#### What this task involves
Rewrite the lines below as a JSON list of strings, with one string for each line and no blank lines.

#### Supplied records
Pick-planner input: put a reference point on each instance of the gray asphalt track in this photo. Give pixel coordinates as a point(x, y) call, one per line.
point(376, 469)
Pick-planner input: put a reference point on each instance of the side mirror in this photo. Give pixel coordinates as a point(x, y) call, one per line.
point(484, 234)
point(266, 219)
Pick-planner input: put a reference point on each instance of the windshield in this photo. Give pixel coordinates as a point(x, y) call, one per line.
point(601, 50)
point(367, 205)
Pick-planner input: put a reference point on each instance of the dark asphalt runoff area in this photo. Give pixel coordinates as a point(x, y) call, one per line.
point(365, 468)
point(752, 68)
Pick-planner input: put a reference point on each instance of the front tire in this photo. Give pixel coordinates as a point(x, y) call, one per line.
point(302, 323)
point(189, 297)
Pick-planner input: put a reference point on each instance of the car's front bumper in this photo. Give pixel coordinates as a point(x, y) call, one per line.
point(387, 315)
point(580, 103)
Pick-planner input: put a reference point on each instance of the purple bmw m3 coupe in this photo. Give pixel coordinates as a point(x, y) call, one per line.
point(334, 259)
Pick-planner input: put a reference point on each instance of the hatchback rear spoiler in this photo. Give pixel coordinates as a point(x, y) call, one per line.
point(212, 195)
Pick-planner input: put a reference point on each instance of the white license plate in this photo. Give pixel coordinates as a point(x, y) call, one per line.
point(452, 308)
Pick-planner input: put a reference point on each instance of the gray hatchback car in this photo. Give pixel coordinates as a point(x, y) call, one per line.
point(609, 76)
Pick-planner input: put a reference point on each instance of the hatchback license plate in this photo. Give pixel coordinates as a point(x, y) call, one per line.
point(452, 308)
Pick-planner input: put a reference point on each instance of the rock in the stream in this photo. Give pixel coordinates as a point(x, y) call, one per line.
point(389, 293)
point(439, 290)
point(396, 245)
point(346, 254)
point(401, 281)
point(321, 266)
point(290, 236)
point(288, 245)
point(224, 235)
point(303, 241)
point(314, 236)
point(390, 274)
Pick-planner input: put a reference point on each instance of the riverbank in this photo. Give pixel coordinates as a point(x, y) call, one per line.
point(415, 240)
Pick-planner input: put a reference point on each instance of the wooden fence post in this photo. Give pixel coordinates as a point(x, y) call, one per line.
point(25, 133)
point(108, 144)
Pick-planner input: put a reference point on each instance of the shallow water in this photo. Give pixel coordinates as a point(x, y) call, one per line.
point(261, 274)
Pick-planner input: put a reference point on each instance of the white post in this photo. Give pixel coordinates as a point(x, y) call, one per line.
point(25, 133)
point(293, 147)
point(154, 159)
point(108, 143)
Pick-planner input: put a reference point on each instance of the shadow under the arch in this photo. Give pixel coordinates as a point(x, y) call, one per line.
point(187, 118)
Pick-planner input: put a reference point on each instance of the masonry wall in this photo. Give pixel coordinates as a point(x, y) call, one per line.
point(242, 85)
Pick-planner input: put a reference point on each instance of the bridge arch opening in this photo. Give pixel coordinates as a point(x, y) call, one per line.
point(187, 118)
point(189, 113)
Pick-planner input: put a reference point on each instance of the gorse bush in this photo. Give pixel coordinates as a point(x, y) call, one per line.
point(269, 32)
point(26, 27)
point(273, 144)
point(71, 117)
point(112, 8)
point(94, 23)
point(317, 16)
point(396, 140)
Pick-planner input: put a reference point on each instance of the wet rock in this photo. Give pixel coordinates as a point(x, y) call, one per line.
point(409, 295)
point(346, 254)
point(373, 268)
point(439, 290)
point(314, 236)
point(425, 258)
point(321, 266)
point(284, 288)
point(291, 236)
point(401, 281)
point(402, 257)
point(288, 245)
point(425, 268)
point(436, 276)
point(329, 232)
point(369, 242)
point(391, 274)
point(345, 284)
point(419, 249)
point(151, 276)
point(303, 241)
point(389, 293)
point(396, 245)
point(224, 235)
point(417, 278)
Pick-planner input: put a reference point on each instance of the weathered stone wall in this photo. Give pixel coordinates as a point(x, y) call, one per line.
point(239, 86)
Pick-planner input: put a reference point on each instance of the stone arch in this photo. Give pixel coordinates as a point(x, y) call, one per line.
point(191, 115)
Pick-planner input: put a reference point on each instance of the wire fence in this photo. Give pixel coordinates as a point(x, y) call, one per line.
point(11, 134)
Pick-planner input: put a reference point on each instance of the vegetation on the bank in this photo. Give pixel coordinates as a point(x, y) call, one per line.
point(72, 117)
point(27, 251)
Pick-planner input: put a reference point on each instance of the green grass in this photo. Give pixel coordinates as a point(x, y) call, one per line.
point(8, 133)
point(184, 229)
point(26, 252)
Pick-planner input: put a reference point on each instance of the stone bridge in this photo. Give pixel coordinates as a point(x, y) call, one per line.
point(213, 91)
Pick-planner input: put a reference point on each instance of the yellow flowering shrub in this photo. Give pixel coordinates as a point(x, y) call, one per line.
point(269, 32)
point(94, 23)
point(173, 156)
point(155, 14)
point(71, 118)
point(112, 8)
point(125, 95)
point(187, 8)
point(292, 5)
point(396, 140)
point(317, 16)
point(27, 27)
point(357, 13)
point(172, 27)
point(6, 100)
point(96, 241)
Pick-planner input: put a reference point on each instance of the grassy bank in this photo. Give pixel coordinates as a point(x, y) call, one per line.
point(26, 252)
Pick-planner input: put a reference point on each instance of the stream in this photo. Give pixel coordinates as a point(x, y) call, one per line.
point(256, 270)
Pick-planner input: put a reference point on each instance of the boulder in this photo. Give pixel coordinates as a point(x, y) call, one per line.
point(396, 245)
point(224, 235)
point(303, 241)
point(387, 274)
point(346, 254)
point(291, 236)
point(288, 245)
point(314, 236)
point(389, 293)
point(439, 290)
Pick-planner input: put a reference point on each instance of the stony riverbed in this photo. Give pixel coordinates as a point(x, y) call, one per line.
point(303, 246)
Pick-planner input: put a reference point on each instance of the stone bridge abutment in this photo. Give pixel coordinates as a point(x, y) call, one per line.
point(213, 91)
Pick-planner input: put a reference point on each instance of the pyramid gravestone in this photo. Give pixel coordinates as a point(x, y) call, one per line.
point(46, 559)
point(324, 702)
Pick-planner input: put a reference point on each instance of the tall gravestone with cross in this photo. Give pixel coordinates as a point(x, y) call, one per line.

#### Response to this exercise
[
  "Pick-planner input: put a reference point on each instance of the gray asphalt track in this photo. Give pixel coordinates as a point(x, y) call, one per line.",
  "point(376, 469)",
  "Pick-planner input: put a reference point on each instance of the side mirror in this photo. Give pixel coordinates as a point(x, y) call, one per line.",
  "point(484, 234)",
  "point(266, 219)",
  "Pick-planner input: put a reference point on each instance of the windshield in this photo. Give pixel coordinates as a point(x, y) call, one per line.",
  "point(601, 50)",
  "point(367, 205)",
  "Pick-planner input: put a reference point on each instance of the dark asphalt runoff area in this photo. Give pixel coordinates as a point(x, y) call, one per line.",
  "point(365, 468)",
  "point(752, 68)",
  "Pick-planner input: put a reference point on each instance of the front tire in this photo. Give pixel coordinates as a point(x, y) call, one per line.",
  "point(302, 323)",
  "point(189, 297)",
  "Pick-planner input: put a reference point on each instance of the car's front bumper in this photo. Give pixel coordinates as a point(x, y) call, one per line.",
  "point(387, 315)",
  "point(580, 103)",
  "Pick-planner input: put a reference point on each instance of the purple bmw m3 coupe in this photo. Give pixel coordinates as a point(x, y) call, one per line.",
  "point(334, 259)",
  "Pick-planner input: put a reference point on each instance of the hatchback rear spoiler in this photo. Give pixel coordinates as a point(x, y) call, one per line.",
  "point(212, 195)",
  "Pick-planner input: put a reference point on each instance of the white license plate in this photo. Give pixel coordinates as a point(x, y) call, one per line.",
  "point(452, 308)",
  "Pick-planner input: put a reference point on each instance of the gray hatchback car in this photo. Give pixel coordinates as a point(x, y) call, one per line.",
  "point(609, 76)",
  "Pick-planner input: put a reference point on each instance of the hatchback license plate in this photo. Give pixel coordinates as a point(x, y) call, one per line.",
  "point(452, 308)",
  "Pick-planner input: put a reference point on each instance of the rock in the stream in this photo. Give pixel coordinates as a point(x, y) call, one per line.",
  "point(389, 293)",
  "point(439, 290)",
  "point(396, 245)",
  "point(346, 254)",
  "point(401, 281)",
  "point(321, 266)",
  "point(290, 236)",
  "point(288, 245)",
  "point(224, 235)",
  "point(303, 241)",
  "point(314, 236)",
  "point(390, 274)",
  "Pick-planner input: put a reference point on each instance of the riverbank in this photo. Give pixel coordinates as a point(x, y) call, one per line.",
  "point(415, 240)",
  "Pick-planner input: put a reference point on each instance of the wooden fence post in this photo. Give pixel coordinates as a point(x, y) call, one per line.",
  "point(25, 133)",
  "point(108, 144)",
  "Pick-planner input: put a reference point on each instance of the shallow water in this photo. Give pixel coordinates as a point(x, y) call, one per line.",
  "point(261, 274)",
  "Pick-planner input: put a reference point on each instance of the white post in this photo. Give pixel coordinates as a point(x, y) call, one per line.",
  "point(25, 133)",
  "point(293, 147)",
  "point(154, 159)",
  "point(108, 143)",
  "Pick-planner input: put a reference point on each instance of the shadow under the arch in this photo. Give pixel coordinates as a point(x, y) call, one per line.",
  "point(187, 118)",
  "Pick-planner input: put a reference point on each instance of the masonry wall in this photo. Give pixel coordinates as a point(x, y) call, one per line.",
  "point(242, 85)",
  "Pick-planner input: put a reference point on each instance of the bridge arch opening in this photo. Give pixel coordinates as a point(x, y) call, one per line.",
  "point(187, 118)",
  "point(189, 113)",
  "Pick-planner input: put a reference point on each instance of the gorse bush in this photo. Give pixel coordinates as a point(x, y) call, one per line.",
  "point(269, 32)",
  "point(26, 27)",
  "point(273, 144)",
  "point(71, 117)",
  "point(112, 8)",
  "point(94, 23)",
  "point(317, 16)",
  "point(396, 140)",
  "Pick-planner input: put a reference point on each instance of the wet rock in this photo. Give pixel coordinates as a point(x, y) call, one per line.",
  "point(409, 295)",
  "point(346, 254)",
  "point(373, 268)",
  "point(439, 290)",
  "point(314, 236)",
  "point(425, 258)",
  "point(321, 266)",
  "point(284, 288)",
  "point(291, 236)",
  "point(401, 281)",
  "point(402, 257)",
  "point(288, 245)",
  "point(425, 268)",
  "point(436, 276)",
  "point(329, 232)",
  "point(369, 242)",
  "point(391, 274)",
  "point(345, 284)",
  "point(419, 249)",
  "point(151, 276)",
  "point(303, 241)",
  "point(389, 293)",
  "point(396, 245)",
  "point(224, 235)",
  "point(417, 278)",
  "Pick-planner input: put a reference point on each instance of the weathered stone wall in this photo. Give pixel coordinates as a point(x, y) call, one per line.",
  "point(239, 86)",
  "Pick-planner input: put a reference point on each instance of the stone arch in this photo. Give pixel coordinates as a point(x, y) call, one per line.",
  "point(191, 115)",
  "Pick-planner input: put a reference point on each instance of the wire fence in this photo. Give pixel coordinates as a point(x, y) call, one per line.",
  "point(11, 134)",
  "Pick-planner input: put a reference point on each instance of the vegetation on the bank in this photo. Give pixel coordinates as a point(x, y) call, one per line.",
  "point(72, 117)",
  "point(27, 251)",
  "Pick-planner input: put a reference point on each instance of the green grass in this photo. Give pixel coordinates as a point(x, y) call, one per line.",
  "point(8, 133)",
  "point(184, 229)",
  "point(26, 252)",
  "Pick-planner input: put a reference point on each instance of the stone bridge in this photo. Give pixel coordinates as a point(x, y) call, one per line.",
  "point(213, 91)",
  "Pick-planner input: put a reference point on each instance of the yellow flowering shrub in this photo. Give pixel coordinates as a point(x, y) call, one per line.",
  "point(269, 32)",
  "point(94, 23)",
  "point(173, 156)",
  "point(155, 14)",
  "point(71, 118)",
  "point(112, 8)",
  "point(125, 95)",
  "point(187, 8)",
  "point(292, 5)",
  "point(396, 140)",
  "point(317, 16)",
  "point(27, 27)",
  "point(357, 13)",
  "point(172, 27)",
  "point(6, 100)",
  "point(96, 241)",
  "Pick-planner input: put a reference point on each instance of the grassy bank in this photo. Give pixel coordinates as a point(x, y) call, one per line.",
  "point(26, 252)",
  "Pick-planner input: put a reference point on each instance of the stream in this photo. Give pixel coordinates as a point(x, y) call, one per line.",
  "point(256, 270)",
  "Pick-planner input: put a reference point on each instance of the boulder in this photo. Give pixel coordinates as a point(x, y) call, one per line.",
  "point(396, 245)",
  "point(224, 235)",
  "point(303, 241)",
  "point(387, 274)",
  "point(346, 254)",
  "point(291, 236)",
  "point(288, 245)",
  "point(314, 236)",
  "point(389, 293)",
  "point(439, 290)",
  "Pick-planner input: put a reference point on each instance of the stony riverbed in this photo. Give pixel coordinates as a point(x, y) call, one per line.",
  "point(303, 246)",
  "Pick-planner input: put a reference point on each instance of the stone bridge abutment in this photo. Give pixel coordinates as a point(x, y) call, one per line.",
  "point(213, 91)",
  "Pick-planner input: put a reference point on each instance of the pyramid gravestone in this photo. Give pixel coordinates as a point(x, y) call, one per line.",
  "point(46, 559)",
  "point(324, 702)",
  "Pick-planner input: put a reference point on each instance of the tall gravestone with cross in this photo. Give pixel coordinates as a point(x, y) call, one per line."
]